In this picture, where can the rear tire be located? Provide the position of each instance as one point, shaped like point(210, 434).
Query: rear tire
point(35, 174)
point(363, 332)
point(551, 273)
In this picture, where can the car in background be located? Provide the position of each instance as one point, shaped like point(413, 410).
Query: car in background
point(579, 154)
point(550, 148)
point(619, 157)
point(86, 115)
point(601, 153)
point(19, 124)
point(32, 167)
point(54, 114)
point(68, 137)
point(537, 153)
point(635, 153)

▸ WHAT YOU WILL DO: What is the number of lines in the listing that contain the string "where"? Give it alone.

▸ SOLUTION TO THIS EXERCISE: 2